Les jésuites ont changé : avant la primaire de la droite, sans le désigner, ils appelaient à se prononcer contre Nicolas Sarkozy (et plutôt pour Juppé, si on lisait bien entre les lignes de La Croix, quotidien appelant à présent à voter Macron). Mais le jésuitisme perdure. Voici donc Jean-Frédéric Poisson, du Parti chrétien (-démocrate, subsidiairement), qui se rallie à François Baroin… Mais contrairement à un Nicolas Dupont-Aignan, dont le parti Debout la France n'obtiendra pas remboursement de ses frais de campagne et devra donc recourir aux emprunts russes (le FN prélevant sa commission), J.-F.

Poisson et le PCD n'appellent pas à faire barrage à Marine Le Pen. Ce ralliement à Baroin vise moins à sauver les meubles, dont le coffre-fort, qu'à tenter d'éviter que les demandes d'exclusion de LR du Parti chrétien et de Christine Boutin soient suivies d'effet. Ce qui priverait Sens commun d'investitures en vue des législatives. Or, François Fillon lui en avait obtenu quelques-unes tout à fait gagnables. Reste à savoir si, comme du côté Debout la France, le PCD ne va pas souffrir de quelques retentissantes déperditions…

Déjà des défections

Même si Sens commun n'appelle pas, comme François Baroin, qui a menacé d'exclusion de LR "tous ceux qui appellent à voter Marine Le Pen", à faire barrage au Front National, ce ralliement lui vaudra des défections.

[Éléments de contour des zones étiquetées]
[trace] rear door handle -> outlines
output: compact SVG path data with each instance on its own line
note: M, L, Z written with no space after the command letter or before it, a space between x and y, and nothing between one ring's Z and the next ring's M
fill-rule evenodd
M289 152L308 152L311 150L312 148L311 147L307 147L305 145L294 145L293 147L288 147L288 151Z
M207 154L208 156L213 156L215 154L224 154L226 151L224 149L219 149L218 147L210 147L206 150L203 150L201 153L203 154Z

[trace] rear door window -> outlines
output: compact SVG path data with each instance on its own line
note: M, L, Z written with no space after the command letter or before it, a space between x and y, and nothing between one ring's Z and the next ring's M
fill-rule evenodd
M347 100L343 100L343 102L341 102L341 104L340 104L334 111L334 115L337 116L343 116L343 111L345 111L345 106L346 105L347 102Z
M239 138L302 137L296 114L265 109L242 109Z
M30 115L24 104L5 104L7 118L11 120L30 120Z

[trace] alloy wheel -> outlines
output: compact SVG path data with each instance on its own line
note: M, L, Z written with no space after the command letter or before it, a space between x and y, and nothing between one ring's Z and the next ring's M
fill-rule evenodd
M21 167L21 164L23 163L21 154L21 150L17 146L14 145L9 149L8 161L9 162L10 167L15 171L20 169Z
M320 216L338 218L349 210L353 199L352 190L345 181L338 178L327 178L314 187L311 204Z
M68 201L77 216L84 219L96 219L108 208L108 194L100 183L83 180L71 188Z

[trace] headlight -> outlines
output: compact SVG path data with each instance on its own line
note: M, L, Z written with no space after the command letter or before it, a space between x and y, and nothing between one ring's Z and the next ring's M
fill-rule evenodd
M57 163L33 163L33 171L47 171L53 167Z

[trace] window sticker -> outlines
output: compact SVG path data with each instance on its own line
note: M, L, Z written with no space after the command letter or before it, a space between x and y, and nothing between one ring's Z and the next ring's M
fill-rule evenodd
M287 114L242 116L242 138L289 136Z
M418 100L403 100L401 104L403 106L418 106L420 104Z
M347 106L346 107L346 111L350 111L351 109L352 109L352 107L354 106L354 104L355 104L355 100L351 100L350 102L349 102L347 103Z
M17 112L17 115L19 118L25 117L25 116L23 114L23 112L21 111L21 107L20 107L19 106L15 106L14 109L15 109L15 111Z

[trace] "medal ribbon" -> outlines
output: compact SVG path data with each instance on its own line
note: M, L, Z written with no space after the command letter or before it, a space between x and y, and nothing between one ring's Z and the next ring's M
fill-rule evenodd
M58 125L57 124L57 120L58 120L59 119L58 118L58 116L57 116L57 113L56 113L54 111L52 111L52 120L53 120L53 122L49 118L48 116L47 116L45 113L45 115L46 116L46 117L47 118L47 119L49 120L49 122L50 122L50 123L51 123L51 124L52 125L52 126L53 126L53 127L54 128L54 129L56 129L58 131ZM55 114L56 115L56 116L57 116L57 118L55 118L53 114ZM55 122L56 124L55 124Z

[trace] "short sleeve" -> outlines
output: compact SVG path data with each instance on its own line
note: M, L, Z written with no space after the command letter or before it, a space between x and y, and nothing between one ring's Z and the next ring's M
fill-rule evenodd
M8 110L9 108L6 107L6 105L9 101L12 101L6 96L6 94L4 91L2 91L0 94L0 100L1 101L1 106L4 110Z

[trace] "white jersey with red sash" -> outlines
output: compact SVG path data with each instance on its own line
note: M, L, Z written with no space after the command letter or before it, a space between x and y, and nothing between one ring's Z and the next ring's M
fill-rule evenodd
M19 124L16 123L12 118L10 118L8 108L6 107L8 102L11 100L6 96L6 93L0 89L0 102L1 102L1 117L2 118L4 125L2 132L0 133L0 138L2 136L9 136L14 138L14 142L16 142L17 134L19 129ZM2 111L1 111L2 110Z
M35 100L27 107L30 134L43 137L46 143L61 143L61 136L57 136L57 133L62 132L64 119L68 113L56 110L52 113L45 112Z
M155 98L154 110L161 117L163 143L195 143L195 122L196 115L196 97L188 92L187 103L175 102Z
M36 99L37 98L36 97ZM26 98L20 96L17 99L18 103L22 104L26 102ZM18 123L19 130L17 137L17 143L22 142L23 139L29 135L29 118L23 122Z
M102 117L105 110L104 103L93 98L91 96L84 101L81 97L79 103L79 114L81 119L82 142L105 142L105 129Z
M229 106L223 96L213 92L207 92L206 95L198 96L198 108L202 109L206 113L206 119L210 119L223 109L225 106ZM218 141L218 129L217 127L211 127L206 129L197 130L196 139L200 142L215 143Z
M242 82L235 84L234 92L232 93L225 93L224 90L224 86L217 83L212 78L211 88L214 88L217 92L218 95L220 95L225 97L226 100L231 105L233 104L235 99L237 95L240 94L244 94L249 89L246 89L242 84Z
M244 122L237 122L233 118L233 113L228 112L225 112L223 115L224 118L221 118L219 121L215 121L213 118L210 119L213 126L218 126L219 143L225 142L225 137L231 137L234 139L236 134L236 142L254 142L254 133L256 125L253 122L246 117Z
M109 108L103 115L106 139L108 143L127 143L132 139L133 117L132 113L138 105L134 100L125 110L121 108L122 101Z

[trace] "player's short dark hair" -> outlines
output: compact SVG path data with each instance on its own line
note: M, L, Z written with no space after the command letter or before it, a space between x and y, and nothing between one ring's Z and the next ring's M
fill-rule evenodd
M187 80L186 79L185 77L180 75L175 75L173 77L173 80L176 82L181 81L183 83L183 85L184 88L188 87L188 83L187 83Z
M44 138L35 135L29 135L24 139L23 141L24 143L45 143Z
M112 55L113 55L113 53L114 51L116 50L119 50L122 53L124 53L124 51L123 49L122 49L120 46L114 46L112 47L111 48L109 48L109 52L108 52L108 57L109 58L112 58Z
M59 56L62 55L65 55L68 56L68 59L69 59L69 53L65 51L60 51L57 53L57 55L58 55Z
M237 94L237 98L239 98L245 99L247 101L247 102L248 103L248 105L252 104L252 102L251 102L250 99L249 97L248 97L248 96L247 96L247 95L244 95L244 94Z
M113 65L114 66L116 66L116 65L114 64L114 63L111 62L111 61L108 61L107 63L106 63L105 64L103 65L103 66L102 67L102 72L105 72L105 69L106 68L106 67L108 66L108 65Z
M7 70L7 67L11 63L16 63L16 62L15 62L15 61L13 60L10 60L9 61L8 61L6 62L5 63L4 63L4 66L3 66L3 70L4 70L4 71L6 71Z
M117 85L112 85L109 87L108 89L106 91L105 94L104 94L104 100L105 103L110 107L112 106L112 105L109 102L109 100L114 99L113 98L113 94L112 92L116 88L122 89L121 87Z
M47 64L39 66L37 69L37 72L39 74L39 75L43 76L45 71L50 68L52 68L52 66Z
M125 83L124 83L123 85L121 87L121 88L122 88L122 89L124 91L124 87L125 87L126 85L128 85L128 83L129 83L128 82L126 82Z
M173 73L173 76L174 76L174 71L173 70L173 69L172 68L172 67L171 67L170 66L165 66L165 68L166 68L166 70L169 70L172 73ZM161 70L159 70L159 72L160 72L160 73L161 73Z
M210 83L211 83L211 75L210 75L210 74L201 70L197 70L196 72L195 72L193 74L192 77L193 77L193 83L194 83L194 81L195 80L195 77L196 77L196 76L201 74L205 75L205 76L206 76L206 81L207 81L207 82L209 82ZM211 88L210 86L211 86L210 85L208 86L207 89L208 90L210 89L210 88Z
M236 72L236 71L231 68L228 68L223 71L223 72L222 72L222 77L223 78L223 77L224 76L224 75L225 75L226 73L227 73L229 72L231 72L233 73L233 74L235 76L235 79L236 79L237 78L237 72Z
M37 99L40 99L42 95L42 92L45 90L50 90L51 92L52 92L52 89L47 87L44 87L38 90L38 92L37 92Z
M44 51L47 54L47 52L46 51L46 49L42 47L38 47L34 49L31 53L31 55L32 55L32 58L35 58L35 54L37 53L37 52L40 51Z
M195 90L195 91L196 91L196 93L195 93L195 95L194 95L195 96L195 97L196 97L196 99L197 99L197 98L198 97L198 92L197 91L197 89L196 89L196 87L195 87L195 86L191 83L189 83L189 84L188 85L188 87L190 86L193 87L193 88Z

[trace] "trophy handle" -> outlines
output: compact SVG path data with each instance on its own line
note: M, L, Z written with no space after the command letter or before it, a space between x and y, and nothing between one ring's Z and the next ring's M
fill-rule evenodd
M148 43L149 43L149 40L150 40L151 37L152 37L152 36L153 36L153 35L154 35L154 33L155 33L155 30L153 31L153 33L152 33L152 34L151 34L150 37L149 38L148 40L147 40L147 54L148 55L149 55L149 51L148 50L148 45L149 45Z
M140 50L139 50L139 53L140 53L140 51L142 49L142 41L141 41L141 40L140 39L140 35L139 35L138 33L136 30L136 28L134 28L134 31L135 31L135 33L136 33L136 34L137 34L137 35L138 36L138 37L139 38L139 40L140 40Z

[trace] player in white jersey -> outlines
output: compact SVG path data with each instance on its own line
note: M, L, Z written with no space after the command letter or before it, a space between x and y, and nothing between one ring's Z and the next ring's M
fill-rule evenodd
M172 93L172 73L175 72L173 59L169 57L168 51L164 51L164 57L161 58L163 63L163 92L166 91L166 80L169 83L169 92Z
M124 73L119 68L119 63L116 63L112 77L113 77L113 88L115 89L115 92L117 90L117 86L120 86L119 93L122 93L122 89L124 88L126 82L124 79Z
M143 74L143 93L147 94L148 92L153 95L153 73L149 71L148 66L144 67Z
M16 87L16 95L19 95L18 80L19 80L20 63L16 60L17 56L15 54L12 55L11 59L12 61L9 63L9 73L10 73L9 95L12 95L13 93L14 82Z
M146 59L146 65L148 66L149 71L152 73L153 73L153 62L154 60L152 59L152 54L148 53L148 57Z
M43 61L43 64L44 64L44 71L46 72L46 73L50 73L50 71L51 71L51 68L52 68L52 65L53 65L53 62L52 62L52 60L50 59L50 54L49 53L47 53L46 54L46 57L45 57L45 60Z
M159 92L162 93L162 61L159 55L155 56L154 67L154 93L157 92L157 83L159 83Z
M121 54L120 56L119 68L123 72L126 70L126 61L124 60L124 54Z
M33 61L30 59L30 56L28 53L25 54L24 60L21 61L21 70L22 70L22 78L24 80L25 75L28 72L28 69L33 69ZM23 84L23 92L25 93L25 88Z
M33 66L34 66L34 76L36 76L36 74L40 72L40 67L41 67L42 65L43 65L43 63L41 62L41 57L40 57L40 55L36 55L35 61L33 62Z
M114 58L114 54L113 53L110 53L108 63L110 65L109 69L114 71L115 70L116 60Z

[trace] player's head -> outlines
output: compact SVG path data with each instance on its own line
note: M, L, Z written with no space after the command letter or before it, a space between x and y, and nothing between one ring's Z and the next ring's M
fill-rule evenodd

# Série d'exercices
A) D'après le texte sur le ralliement de Jean-Frédéric Poisson, quel quotidien appelle à présent à voter Macron ?
B) Poursuivez le texte sur le ralliement de Jean-Frédéric Poisson à partir de sa dernière phrase.

# Réponses aux exercices
A) La Croix.

B)
C'est déjà le cas à La Réunion où le chef de file de Sens commun pour l'île, également secrétaire de LR pour la circonscription de Saint-Denis-Saint-André, a publiquement rallié le Front national. Philippe Ghanty, 33 ans, a estimé que "François Fillon a été victime d'un système, poignardé par des caciques de sa force politique : montrons-leur qu'ils n'auront pas la peau de Marine.".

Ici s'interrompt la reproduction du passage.